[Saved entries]
=====

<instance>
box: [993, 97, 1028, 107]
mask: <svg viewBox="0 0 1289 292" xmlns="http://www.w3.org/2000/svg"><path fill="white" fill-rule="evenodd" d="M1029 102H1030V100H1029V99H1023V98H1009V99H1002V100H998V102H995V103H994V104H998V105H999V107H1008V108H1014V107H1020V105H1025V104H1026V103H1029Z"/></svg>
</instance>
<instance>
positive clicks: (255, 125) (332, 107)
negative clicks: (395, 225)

=====

◆ **DIRECTIVE**
Can you express every line of the material as a JSON list of strings, one string per line, with blank lines left out?

◆ **TASK RESPONSE**
[
  "<instance>",
  "box: [993, 97, 1028, 107]",
  "mask: <svg viewBox=\"0 0 1289 292\" xmlns=\"http://www.w3.org/2000/svg\"><path fill=\"white\" fill-rule=\"evenodd\" d=\"M1029 102H1030V100H1029V99H1023V98H1009V99H1002V100H998V102H995V103H994V104H998V105H999V107H1008V108H1014V107H1020V105H1025V104H1026V103H1029Z\"/></svg>",
  "</instance>",
  "<instance>",
  "positive clicks: (255, 125) (332, 107)",
  "negative clicks: (395, 225)"
]